[Work required] The word to find is "locate". Copy each line of the material that contains it.

[Given information]
☆ ☆ ☆ ☆
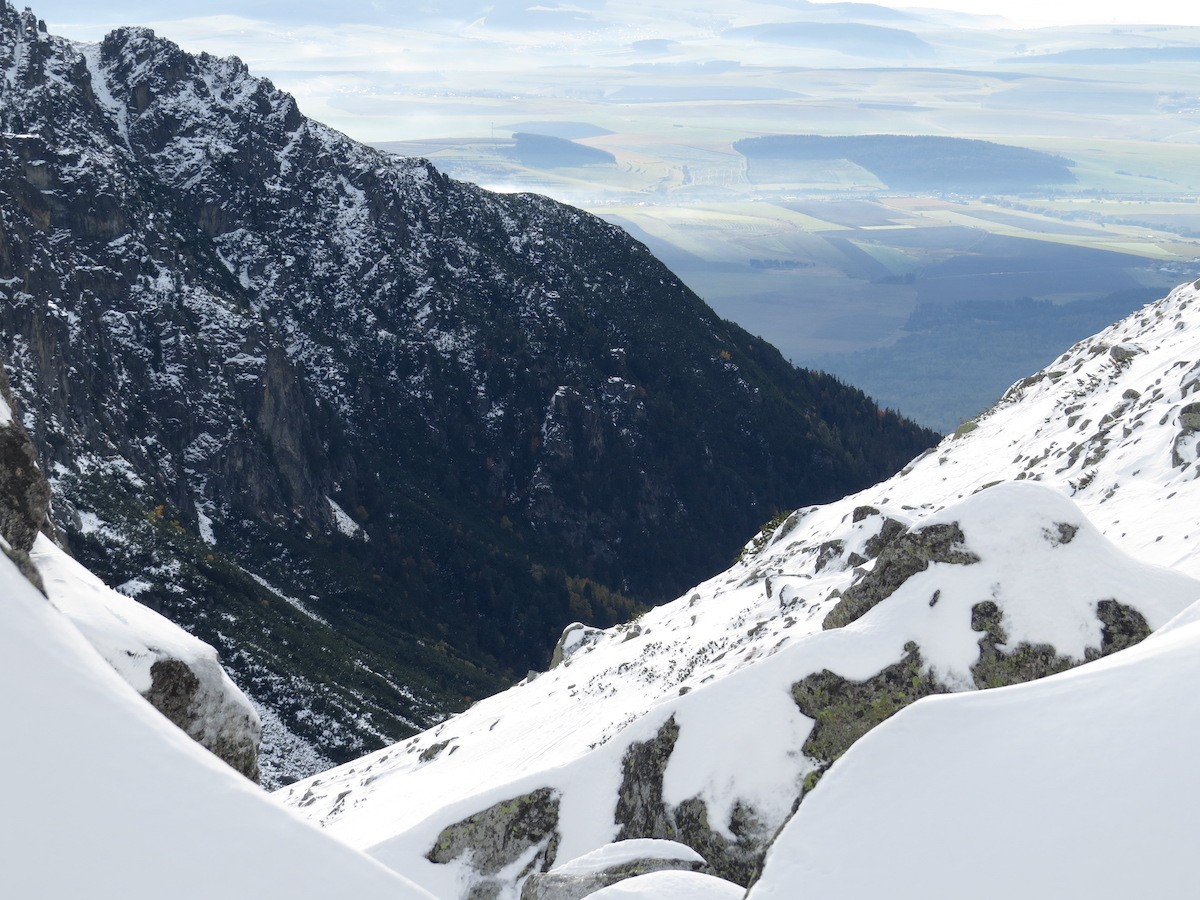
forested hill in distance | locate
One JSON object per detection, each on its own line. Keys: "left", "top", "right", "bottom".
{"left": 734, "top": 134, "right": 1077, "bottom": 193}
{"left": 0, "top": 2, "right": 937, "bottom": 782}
☆ ☆ ☆ ☆
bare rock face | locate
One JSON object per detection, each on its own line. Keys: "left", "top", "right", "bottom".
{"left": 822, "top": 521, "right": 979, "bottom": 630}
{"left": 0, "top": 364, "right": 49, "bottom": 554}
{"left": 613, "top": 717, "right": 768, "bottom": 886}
☆ ☆ ☆ ☆
[Answer for this exercise]
forested hill in distance | locate
bare rock face | locate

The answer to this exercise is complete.